• **Selected extract**

_ _ _ _ _ _ _

Joseph Kosuth, protagonist of the exhibition at the Casa dei Tre Oci in Venice – conceived and organised by Berggruen Arts & Culture and the Berggruen Institute Europe, and curated by Mario Codognato and Adriana Rispoli – answers questions from his colleague Maurizio Cattelan. The result is a dialogue that ranges from philosophy to art, with a touch of irony
Maurizio Cattelan: Joseph, you’ve filled the entrance hall of Casa dei Tre Oci with a text by Michel Foucault discussing ‘resemblances’ and ‘conveniences.’ But if, as your exhibition title (The-Exchange-Value-of-Language-Has-Fallen-To-Zero) suggests, the exchange value of language has dropped to zero, wouldn’t it have been more consistent to leave the walls completely blank?
Joseph Kosuth: I was tempted to respond ‘How can you be sure that I haven’t?’. With then, the suggestion being that my text has a meta-esque relationship with the site of the whole exhibition. The point being that the relevant questions in art, remain ontological.
Cattelan: You’ve lived in Venice for many years and witnessed dozens of Biennales. In your opinion, is Conceptual art the only thing that hasn’t yet drowned in the lagoon, or has it become an antique-as reassuring as 18th-century furniture?

_ _ _ _ _ _ _

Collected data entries

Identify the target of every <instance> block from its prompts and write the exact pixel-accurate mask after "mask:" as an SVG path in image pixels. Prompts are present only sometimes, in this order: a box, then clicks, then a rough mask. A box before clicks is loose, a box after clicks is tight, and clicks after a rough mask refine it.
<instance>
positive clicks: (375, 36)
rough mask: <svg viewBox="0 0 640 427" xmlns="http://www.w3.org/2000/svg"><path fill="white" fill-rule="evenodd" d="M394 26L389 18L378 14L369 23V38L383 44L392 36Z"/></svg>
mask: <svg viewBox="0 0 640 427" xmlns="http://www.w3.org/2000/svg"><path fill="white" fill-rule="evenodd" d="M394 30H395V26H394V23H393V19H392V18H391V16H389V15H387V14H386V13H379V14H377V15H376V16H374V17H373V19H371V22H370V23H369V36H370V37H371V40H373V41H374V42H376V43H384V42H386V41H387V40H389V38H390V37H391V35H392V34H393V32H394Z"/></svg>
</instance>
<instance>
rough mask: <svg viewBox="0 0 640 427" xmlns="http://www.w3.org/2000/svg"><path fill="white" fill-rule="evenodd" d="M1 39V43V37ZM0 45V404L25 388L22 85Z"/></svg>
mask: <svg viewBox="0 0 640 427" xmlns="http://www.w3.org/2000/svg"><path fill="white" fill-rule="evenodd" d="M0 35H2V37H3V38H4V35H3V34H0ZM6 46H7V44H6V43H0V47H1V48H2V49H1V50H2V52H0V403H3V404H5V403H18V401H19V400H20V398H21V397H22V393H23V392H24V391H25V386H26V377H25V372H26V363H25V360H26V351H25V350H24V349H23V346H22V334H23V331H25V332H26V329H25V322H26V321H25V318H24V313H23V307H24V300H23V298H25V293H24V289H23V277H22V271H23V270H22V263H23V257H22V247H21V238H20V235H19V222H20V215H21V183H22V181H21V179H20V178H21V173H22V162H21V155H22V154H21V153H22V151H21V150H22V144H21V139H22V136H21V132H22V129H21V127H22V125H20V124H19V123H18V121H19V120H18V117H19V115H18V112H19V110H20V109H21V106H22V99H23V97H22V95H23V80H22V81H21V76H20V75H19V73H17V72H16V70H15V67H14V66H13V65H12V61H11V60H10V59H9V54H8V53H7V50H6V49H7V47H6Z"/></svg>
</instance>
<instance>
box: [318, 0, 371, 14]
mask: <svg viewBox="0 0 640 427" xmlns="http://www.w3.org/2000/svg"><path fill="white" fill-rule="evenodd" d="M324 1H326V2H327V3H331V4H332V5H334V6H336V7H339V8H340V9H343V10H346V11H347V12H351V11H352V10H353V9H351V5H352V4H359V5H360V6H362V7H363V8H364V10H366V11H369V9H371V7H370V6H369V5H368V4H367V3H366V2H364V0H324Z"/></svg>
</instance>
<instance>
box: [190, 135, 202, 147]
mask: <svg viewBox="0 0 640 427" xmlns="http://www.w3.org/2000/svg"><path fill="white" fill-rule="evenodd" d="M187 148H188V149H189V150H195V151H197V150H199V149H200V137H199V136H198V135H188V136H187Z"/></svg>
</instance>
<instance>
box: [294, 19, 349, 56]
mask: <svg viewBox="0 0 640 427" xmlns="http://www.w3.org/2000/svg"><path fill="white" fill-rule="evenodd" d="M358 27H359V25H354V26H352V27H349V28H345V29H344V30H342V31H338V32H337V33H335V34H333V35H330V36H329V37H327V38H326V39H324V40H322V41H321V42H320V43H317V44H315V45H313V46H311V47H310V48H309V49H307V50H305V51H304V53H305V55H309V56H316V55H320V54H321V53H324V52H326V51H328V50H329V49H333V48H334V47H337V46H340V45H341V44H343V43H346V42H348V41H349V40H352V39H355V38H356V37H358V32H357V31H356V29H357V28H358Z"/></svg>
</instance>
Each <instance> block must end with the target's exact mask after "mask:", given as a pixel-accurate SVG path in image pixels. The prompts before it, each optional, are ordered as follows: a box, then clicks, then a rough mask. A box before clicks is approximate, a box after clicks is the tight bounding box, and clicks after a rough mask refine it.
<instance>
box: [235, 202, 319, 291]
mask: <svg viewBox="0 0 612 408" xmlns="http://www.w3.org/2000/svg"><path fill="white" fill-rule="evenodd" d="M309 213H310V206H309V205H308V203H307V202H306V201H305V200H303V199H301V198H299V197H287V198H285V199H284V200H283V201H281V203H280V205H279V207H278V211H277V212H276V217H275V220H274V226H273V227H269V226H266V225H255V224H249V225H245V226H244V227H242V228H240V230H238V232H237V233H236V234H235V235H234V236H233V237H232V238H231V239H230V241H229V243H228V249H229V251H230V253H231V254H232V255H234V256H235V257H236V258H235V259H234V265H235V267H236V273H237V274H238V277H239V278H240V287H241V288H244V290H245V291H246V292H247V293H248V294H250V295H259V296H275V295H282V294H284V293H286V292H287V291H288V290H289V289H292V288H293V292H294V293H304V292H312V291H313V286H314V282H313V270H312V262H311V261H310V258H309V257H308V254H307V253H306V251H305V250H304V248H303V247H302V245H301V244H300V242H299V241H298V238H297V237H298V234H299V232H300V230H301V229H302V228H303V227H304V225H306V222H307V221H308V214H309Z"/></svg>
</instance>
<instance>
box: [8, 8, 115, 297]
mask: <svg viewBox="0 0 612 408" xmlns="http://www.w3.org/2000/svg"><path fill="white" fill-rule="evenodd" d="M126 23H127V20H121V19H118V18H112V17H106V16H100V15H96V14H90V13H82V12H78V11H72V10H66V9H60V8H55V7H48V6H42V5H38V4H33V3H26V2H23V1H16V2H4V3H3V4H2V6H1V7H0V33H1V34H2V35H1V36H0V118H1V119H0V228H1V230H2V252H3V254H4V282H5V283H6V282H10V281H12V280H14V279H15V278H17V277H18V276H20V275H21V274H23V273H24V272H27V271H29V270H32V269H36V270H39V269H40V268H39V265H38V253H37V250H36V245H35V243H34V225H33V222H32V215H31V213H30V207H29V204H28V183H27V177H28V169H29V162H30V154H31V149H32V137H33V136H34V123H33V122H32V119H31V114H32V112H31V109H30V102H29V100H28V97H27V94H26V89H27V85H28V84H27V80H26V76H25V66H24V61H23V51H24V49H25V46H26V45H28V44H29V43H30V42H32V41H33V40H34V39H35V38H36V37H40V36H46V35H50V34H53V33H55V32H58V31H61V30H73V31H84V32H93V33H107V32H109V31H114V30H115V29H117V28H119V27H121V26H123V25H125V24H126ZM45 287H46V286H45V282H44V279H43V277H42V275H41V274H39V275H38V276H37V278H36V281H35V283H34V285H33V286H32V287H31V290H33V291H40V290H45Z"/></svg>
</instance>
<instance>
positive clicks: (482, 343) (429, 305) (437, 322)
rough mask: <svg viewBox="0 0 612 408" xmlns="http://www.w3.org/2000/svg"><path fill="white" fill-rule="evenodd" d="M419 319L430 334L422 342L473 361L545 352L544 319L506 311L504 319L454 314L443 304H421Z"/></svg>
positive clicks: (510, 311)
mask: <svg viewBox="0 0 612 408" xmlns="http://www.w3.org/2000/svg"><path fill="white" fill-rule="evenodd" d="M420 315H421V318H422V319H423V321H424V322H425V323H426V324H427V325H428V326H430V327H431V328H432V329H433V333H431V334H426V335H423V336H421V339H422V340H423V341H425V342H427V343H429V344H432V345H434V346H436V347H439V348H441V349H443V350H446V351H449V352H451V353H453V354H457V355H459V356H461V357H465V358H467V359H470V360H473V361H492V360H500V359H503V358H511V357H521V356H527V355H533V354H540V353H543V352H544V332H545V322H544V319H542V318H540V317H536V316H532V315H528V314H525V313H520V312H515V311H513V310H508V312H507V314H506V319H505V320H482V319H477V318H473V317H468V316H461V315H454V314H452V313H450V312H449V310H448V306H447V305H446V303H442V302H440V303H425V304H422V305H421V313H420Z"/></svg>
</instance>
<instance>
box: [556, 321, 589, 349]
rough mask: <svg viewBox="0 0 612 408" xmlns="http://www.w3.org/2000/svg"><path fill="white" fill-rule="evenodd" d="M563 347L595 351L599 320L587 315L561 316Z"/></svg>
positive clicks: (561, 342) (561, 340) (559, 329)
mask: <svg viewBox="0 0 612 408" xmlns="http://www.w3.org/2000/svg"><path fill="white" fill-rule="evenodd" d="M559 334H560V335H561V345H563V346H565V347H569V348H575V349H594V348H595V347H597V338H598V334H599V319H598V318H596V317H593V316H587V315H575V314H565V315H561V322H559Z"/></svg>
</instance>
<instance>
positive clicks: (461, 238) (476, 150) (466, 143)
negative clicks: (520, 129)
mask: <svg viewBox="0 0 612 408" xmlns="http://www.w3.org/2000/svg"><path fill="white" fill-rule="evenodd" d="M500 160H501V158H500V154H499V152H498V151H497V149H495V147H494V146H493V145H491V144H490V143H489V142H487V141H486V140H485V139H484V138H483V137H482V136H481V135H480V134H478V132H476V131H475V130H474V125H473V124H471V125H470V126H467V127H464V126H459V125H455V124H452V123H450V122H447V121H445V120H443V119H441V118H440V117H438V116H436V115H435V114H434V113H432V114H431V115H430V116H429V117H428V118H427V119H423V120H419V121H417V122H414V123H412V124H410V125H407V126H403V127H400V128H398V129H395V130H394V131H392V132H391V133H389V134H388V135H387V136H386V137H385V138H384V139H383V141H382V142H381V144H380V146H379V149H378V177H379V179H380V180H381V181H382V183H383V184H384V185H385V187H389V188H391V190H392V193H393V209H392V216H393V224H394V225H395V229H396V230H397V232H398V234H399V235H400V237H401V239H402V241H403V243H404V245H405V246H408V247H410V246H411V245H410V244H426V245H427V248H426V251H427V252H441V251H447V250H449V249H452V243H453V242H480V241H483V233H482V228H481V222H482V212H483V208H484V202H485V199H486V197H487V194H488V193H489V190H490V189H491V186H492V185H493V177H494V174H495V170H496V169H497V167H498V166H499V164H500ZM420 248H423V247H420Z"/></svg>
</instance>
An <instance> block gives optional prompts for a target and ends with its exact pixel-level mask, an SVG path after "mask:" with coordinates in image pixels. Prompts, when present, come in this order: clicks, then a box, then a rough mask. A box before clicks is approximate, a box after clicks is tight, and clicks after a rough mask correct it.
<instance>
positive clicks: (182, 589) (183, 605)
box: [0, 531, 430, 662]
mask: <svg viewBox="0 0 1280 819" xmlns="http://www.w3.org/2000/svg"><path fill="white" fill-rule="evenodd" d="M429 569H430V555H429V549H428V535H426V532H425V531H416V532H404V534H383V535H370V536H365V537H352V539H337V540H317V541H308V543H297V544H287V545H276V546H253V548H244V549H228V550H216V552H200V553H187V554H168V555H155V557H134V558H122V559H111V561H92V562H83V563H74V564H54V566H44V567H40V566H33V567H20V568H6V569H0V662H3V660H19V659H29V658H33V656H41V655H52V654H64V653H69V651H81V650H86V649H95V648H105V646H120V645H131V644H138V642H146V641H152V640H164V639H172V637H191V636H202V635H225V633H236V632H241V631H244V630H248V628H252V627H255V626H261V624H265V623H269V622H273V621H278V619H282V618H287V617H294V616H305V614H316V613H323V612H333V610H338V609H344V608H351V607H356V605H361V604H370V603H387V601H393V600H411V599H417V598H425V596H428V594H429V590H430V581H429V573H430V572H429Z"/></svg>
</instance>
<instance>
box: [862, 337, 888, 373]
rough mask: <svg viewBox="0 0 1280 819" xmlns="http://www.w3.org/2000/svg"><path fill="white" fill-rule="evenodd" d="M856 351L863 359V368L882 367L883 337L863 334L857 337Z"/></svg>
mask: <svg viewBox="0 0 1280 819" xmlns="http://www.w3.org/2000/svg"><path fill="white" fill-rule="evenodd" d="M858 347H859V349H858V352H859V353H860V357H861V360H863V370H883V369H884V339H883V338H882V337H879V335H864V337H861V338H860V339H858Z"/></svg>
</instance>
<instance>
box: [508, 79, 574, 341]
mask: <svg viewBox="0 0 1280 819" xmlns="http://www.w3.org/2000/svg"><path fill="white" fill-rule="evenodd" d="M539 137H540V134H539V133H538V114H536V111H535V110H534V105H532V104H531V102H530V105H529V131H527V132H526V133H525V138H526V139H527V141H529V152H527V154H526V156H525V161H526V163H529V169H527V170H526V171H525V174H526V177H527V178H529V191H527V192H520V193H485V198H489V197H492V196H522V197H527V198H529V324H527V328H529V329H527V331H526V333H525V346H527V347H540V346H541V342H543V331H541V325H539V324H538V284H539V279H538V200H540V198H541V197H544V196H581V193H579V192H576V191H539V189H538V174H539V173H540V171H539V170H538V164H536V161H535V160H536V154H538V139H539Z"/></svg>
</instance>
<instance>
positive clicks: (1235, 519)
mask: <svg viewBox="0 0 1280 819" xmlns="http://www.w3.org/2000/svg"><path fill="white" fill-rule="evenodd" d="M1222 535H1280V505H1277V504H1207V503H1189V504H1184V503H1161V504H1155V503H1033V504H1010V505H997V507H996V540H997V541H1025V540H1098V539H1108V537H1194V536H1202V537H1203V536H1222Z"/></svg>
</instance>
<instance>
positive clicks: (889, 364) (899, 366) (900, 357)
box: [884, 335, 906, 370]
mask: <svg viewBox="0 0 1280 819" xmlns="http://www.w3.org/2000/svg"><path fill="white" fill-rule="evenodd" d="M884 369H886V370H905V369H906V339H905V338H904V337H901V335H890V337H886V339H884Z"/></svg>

_ _ _ _ _ _ _

• **Goal of the exercise**
Summarize the interview excerpt about Joseph Kosuth's Venice exhibition in two sentences.

• **Your response**
Joseph Kosuth, whose exhibition at the Casa dei Tre Oci in Venice is curated by Mario Codognato and Adriana Rispoli, answers questions from fellow artist Maurizio Cattelan in a dialogue that ranges from philosophy to art. Cattelan asks whether, since the exhibition title claims the exchange value of language has fallen to zero, the walls should have been left blank instead of filled with a Michel Foucault text, and Kosuth answers that the relevant questions in art remain ontological; Cattelan then asks whether Conceptual art has survived or become an antique.